Please write out the family history passage below word for word, between "My adoptive mother" and "Ukrainian primary school.", inclusive.
-- START EXTRACT TO READ --
Ukraine is a country so disconnected from Indonesia, by both geography and culture. However, it happens to be very close to me.


My adoptive mother was born in Mildura, Victoria, Australia. Her parents were Ukrainian immigrants who moved to Australia to create a whole new life from scratch after surviving World War 2. They moved to Geelong not long after. She grew up in Geelong where there was an active Ukrainian community. Mum even went to a Ukrainian primary school.


My mother (middle), with her mother Alexandra (left) and older brother Victor (right)

My auntie Nina managed to interview my grandmother years before she passed away. She compiled her answers in a Word document and I learnt so many things about my grandmother in just one file. I've always known my grandmother as Alexandra, however when she was born, she was named Sania, but nicknamed Shura.


Growing up under the Soviet Union was hard to say the least. Her own father died of famine at the age of 22 during the Great Depression. She was also sent to a forced labour camp in Siberia.
-- END EXTRACT TO READ --
-- START EXTRACTED DATA --
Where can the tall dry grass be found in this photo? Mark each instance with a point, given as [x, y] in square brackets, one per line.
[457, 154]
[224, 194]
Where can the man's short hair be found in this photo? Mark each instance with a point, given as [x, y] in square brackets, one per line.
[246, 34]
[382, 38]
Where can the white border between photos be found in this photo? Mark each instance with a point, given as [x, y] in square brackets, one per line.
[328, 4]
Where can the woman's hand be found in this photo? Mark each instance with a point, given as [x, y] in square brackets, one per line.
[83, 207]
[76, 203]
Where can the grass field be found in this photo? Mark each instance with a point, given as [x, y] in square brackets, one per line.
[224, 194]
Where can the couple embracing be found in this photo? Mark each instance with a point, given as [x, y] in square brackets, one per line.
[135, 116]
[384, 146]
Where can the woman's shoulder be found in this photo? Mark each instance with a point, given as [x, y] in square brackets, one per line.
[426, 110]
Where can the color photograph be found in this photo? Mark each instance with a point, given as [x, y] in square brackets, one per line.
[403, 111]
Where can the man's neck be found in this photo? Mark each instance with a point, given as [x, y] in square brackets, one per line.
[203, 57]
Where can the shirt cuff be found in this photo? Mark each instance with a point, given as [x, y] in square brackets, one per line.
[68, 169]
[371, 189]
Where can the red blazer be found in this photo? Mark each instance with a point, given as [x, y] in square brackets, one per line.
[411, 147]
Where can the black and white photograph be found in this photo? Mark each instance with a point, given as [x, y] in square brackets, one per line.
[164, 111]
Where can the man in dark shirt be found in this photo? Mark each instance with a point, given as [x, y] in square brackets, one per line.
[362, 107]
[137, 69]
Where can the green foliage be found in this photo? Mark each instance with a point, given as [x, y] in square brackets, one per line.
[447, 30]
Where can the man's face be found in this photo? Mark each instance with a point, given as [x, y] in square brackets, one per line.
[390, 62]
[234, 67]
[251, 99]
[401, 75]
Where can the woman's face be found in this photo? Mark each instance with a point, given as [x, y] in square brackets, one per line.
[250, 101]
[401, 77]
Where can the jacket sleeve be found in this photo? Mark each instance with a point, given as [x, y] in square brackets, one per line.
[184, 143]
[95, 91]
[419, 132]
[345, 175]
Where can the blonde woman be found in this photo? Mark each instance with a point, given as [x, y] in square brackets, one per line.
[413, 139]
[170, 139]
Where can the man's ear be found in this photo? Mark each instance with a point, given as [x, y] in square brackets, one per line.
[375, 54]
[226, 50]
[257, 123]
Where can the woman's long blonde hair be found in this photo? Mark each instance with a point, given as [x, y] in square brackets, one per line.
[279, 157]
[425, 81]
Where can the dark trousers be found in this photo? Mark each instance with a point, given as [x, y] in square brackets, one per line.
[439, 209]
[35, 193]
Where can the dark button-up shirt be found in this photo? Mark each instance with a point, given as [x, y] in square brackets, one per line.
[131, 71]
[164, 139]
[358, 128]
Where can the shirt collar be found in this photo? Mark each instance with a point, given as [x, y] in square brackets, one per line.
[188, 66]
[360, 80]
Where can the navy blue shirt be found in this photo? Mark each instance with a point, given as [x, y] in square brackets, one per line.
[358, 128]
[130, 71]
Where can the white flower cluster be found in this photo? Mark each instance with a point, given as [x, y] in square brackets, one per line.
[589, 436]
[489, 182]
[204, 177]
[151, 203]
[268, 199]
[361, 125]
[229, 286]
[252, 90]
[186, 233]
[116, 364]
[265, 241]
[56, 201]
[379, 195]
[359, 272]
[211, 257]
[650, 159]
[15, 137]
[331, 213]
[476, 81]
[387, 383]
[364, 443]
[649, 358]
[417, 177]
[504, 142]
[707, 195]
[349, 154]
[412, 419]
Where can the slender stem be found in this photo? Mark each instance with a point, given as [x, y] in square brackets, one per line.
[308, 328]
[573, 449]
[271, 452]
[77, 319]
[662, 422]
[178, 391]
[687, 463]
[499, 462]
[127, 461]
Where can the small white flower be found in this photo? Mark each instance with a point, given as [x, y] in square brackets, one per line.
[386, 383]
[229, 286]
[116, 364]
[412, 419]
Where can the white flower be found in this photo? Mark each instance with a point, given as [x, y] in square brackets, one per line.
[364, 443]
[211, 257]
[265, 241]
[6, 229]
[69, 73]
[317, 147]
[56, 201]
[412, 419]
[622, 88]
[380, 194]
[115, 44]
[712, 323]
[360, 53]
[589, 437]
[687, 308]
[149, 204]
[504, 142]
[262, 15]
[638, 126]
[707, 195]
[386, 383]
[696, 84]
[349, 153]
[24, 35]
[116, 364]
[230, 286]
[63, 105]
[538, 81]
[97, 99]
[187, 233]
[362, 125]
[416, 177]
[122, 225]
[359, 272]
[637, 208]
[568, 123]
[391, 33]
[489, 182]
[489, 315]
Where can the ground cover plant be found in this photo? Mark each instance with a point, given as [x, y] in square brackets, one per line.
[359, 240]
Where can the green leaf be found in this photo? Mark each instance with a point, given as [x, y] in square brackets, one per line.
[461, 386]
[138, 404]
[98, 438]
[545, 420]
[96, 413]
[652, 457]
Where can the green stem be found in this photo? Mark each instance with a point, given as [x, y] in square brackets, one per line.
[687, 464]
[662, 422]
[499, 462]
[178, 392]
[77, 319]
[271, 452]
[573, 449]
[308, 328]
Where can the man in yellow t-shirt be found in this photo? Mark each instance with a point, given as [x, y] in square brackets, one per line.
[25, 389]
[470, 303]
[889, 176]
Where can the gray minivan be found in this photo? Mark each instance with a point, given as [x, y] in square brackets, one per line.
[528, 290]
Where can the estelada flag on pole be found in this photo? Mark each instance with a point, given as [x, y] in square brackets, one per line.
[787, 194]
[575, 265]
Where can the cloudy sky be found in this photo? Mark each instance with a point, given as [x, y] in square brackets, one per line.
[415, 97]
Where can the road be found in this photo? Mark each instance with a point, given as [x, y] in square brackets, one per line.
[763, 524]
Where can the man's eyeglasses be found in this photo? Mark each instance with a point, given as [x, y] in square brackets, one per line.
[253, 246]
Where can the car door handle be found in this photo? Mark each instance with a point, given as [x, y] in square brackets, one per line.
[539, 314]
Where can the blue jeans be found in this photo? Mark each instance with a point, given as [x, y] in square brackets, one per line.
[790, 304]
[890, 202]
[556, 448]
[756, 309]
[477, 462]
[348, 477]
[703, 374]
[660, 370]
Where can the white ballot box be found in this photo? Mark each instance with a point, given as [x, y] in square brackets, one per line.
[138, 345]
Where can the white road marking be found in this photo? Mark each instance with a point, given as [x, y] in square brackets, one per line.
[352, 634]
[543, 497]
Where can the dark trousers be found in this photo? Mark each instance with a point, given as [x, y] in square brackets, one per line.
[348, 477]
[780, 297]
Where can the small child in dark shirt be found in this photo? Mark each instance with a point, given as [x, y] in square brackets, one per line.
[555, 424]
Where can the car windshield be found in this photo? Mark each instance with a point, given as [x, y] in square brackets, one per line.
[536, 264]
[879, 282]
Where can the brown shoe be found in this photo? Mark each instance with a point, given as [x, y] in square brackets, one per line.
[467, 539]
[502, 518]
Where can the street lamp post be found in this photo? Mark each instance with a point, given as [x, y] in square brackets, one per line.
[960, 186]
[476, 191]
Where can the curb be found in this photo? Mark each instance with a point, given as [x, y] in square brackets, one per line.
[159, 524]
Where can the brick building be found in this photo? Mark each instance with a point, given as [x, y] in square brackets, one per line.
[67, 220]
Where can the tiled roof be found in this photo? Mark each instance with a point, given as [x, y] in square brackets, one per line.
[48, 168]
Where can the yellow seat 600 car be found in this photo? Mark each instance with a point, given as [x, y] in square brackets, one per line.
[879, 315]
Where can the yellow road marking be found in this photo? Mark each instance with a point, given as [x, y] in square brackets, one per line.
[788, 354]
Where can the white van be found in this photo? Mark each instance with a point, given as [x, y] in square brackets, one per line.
-- END EXTRACTED DATA --
SOLUTION TO THE EXERCISE:
My adoptive mother was born in Mildura, Victoria, Australia. Her parents were Ukrainian immigrants who moved to Australia to create a whole new life from scratch after surviving World War 2. They moved to Geelong not long after. She grew up in Geelong where there was an active Ukrainian community. Mum even went to a Ukrainian primary school.